To do
Report each line of the listing below that contains the string "jacket", with case significant.

··· Supplied information

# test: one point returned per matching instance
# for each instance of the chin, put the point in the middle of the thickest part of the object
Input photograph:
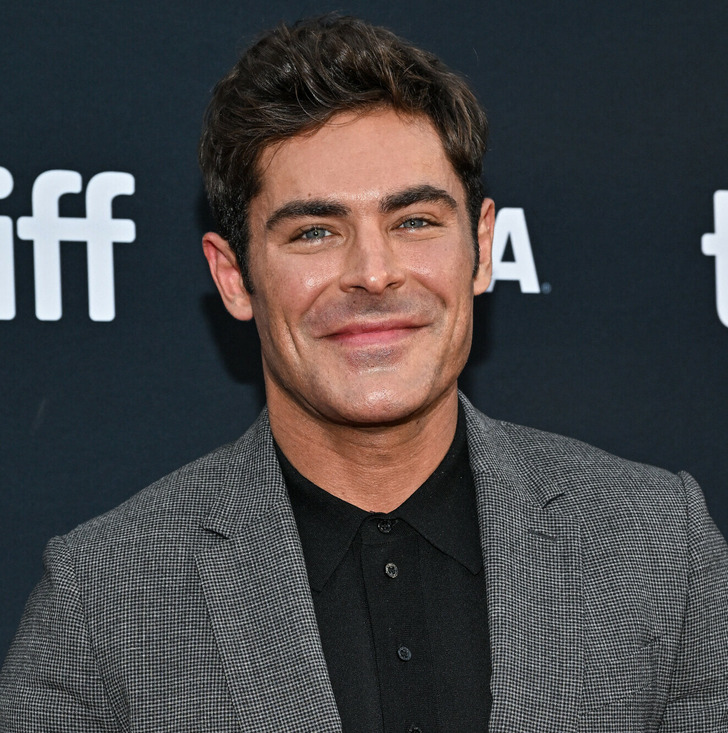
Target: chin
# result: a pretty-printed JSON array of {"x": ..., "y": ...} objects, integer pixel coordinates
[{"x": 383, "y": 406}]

······
··· Supplied information

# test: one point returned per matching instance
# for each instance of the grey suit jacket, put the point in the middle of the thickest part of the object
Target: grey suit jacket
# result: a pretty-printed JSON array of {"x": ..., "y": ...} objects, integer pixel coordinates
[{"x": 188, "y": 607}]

······

The answer
# for each instance of the grey suit jacket, put the point in the middle of the thickest part of the object
Target: grey suit jacket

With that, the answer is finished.